__EXERCISE A__
Rewrite every one of the labeling entries that follow the passage, replacing "do you see" with "can you locate" and keeping everything else unchanged.

__EXCERPT TO READ__
..........

We focused this research on the promotion and tenure process in the context of the BTAA for three reasons. First, we had access to a broad range of colleagues in the alliance, which has a long history of academic collaboration. Second, the promotion and tenure process is relatively consistent across these research-intensive public institutions, so identifying meaningful interventions opens the possibility for broad transformative change. Third, the academic weight given to the promotion and tenure process in the American system of higher education presents us with a strategic fulcrum to leverage to make meaningful change. 

This strategy, of course, also implicates our research in the very economy of values we are seeking to transform. 

We inhabit the culture we hope to change.

Ethical candor requires us to recognize the ways our work is shaped by an economy of values that privileges those in the tenure system, that sets us into competition against one another both within our institutions and between them, that focuses on quantitative indicators of scholarly productivity as proxy measures of quality, and that seduces us in ways that cause us to forget the values we hold most dear.

..........

__EXERCISE B__
Decide whether each statement agrees with the passage on promotion and tenure, answering yes or no and quoting the deciding words: (i) the research had three reasons for focusing on the BTAA; (ii) the promotion and tenure process differs widely among the institutions studied; (iii) the authors describe themselves as standing outside the culture they hope to change.

..........

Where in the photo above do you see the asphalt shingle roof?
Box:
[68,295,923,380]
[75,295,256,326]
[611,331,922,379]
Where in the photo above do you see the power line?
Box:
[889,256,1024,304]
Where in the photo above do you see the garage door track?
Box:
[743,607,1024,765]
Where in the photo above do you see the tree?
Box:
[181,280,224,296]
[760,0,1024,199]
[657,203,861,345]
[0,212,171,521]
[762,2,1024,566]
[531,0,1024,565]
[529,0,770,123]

..........

__EXERCISE ANSWER A__
Where in the photo above can you locate the asphalt shingle roof?
Box:
[68,295,923,380]
[75,295,256,326]
[611,331,922,379]
Where in the photo above can you locate the power line?
Box:
[889,256,1024,304]
Where in the photo above can you locate the garage door track?
Box:
[743,607,1024,765]
Where in the photo above can you locate the tree?
Box:
[181,280,224,296]
[760,0,1024,199]
[657,203,861,345]
[0,212,171,521]
[762,2,1024,566]
[531,0,1024,565]
[529,0,770,123]

__EXERCISE ANSWER B__
(i) Yes: "We focused this research on the promotion and tenure process in the context of the BTAA for three reasons."
(ii) No: "the promotion and tenure process is relatively consistent across these research-intensive public institutions"
(iii) No: "We inhabit the culture we hope to change."